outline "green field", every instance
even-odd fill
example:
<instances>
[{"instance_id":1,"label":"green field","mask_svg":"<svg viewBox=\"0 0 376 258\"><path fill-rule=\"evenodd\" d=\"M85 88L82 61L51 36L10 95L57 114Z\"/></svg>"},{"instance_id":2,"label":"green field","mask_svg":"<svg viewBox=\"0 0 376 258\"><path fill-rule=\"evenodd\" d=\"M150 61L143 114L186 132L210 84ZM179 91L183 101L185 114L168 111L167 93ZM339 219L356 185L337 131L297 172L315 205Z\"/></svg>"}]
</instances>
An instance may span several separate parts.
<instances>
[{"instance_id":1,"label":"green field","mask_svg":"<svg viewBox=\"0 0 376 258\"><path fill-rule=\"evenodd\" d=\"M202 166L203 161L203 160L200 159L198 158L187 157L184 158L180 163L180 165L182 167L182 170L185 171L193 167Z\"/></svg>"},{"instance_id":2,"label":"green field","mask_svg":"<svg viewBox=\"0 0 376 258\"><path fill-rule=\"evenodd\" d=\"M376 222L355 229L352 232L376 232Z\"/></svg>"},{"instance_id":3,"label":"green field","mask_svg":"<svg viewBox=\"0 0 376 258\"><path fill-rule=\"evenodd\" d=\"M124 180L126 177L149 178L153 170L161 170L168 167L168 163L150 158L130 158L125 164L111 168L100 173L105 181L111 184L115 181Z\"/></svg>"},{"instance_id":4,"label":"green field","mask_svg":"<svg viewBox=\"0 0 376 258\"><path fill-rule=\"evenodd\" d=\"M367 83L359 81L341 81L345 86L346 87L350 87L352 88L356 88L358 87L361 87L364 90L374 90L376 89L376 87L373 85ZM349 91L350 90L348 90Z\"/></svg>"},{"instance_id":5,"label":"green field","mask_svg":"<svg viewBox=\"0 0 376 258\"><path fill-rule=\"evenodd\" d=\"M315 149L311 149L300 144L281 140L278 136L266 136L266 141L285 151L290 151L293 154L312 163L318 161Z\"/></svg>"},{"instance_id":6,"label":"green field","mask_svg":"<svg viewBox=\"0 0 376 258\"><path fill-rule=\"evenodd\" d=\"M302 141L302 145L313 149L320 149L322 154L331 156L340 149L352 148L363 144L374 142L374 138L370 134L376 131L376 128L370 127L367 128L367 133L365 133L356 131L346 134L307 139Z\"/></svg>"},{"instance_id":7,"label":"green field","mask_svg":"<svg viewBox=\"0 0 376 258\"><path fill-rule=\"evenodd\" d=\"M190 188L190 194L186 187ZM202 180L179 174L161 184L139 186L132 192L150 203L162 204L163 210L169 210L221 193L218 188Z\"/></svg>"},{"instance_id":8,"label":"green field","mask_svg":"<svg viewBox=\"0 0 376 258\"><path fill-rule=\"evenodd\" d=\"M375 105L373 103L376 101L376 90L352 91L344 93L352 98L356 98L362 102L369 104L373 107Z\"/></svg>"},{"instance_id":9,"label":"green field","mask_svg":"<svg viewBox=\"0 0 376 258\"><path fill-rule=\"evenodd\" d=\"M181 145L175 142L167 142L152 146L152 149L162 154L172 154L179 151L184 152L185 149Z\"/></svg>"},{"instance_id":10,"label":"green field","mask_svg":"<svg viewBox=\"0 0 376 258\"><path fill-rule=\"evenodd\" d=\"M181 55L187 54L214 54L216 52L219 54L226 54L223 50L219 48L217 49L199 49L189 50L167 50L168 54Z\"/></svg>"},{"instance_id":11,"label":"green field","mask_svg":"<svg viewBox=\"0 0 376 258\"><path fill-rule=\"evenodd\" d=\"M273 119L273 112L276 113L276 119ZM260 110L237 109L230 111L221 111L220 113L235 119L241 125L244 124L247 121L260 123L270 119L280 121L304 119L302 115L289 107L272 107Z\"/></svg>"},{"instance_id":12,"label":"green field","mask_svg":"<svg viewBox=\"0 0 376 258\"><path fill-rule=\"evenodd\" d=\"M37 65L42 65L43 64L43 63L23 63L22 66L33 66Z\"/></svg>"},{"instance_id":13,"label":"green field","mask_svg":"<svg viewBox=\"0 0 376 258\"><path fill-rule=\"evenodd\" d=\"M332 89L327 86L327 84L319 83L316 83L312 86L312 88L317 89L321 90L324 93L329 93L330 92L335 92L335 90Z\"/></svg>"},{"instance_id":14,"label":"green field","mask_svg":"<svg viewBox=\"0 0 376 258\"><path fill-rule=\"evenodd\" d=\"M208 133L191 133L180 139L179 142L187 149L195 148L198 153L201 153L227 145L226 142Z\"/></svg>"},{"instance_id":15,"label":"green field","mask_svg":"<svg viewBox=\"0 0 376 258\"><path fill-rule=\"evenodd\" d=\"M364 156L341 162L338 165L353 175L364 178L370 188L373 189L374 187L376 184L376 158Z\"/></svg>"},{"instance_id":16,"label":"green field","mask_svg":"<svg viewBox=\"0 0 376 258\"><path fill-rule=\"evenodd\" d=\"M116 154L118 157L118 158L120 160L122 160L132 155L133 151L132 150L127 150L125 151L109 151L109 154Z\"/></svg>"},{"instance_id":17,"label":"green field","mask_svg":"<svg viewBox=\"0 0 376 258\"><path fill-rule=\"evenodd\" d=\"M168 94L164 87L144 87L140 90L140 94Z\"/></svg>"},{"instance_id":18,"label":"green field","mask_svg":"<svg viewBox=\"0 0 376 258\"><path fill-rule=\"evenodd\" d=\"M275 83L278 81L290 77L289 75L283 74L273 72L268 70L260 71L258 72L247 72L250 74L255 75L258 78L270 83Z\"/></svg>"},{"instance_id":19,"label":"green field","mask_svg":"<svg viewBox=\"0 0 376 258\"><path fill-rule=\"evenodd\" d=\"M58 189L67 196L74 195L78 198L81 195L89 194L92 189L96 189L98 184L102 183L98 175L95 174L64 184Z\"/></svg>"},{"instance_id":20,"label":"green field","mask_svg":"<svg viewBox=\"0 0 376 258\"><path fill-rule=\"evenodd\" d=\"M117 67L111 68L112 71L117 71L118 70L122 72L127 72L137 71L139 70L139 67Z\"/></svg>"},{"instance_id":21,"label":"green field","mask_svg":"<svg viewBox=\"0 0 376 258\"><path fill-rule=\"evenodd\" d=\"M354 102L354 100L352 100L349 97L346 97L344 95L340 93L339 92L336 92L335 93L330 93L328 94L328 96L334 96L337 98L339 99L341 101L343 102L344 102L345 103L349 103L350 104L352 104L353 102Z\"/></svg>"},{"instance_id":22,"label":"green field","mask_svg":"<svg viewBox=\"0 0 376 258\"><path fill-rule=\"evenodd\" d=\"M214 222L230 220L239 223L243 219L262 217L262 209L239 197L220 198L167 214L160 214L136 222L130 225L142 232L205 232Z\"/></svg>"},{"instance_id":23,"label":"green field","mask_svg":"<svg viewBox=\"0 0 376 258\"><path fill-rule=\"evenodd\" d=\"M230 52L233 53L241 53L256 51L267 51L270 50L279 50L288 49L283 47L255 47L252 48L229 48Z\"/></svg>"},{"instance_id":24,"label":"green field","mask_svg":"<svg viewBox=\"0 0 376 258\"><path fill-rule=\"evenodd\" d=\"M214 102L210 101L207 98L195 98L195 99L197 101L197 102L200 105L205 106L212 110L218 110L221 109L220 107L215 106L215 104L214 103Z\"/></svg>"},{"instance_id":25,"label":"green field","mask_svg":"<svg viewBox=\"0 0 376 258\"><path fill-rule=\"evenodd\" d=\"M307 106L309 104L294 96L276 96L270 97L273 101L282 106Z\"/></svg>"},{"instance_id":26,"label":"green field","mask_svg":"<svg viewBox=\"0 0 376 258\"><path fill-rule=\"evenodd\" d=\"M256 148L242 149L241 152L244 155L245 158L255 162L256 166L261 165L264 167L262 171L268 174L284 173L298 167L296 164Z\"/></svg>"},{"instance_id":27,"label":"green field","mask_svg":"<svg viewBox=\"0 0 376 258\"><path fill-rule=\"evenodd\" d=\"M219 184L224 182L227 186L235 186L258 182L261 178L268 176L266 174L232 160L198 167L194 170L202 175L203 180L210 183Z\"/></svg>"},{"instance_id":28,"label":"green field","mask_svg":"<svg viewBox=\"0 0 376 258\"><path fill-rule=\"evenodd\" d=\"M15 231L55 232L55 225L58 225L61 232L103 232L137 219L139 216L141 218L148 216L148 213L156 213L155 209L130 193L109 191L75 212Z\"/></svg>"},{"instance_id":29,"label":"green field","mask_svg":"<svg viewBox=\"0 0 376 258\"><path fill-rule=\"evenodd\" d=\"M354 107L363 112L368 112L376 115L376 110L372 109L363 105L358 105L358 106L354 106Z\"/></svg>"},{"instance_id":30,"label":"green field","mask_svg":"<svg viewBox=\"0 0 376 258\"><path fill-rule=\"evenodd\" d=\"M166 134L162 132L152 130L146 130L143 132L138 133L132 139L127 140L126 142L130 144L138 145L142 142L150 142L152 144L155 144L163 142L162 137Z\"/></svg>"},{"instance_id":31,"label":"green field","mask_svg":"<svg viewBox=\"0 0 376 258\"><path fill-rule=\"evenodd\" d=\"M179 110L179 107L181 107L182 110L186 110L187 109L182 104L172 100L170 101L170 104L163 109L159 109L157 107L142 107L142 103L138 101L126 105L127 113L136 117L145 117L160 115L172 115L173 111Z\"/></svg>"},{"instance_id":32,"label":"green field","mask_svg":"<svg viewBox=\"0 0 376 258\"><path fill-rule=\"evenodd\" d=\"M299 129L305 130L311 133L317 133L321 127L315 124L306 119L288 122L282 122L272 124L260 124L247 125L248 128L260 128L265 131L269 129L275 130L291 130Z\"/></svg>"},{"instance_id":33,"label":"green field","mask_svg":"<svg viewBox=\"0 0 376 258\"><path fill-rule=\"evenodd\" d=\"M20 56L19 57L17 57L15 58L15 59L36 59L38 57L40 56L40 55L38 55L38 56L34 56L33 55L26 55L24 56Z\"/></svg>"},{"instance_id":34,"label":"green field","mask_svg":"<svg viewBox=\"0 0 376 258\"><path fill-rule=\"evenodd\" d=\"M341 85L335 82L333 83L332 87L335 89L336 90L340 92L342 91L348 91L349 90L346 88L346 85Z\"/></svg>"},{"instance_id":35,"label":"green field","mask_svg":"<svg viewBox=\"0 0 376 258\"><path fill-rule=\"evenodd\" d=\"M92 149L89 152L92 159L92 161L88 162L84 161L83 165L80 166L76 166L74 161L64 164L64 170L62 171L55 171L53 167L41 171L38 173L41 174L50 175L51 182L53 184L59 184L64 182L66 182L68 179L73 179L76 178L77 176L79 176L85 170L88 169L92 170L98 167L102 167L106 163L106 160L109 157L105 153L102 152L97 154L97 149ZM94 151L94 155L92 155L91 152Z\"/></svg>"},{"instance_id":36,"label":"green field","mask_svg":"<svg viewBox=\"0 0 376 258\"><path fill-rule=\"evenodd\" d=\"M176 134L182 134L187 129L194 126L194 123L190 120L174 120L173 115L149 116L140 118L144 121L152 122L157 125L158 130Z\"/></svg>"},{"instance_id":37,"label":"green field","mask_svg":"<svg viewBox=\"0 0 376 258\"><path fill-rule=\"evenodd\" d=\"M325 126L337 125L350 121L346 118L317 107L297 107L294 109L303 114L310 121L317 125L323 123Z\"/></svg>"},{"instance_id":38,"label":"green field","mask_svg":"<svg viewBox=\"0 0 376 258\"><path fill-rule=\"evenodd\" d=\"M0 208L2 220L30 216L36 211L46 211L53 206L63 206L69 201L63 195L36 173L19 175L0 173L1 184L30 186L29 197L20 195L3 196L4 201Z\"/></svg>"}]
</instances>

EXERCISE OBJECTIVE
Turn the rows above, from the very first line through the line containing "An instance may span several separate parts." (both included), into a numbered list, leaving out any blank lines.

TASK OUTPUT
1. outline "green field", every instance
2. even-odd fill
3. example:
4. <instances>
5. [{"instance_id":1,"label":"green field","mask_svg":"<svg viewBox=\"0 0 376 258\"><path fill-rule=\"evenodd\" d=\"M85 88L82 61L51 36L10 95L57 114Z\"/></svg>"},{"instance_id":2,"label":"green field","mask_svg":"<svg viewBox=\"0 0 376 258\"><path fill-rule=\"evenodd\" d=\"M150 61L143 114L186 132L210 84ZM179 91L183 101L185 114L168 111L167 93ZM339 219L356 185L337 131L297 172L315 205Z\"/></svg>"}]
6. </instances>
7. An instance may span several separate parts.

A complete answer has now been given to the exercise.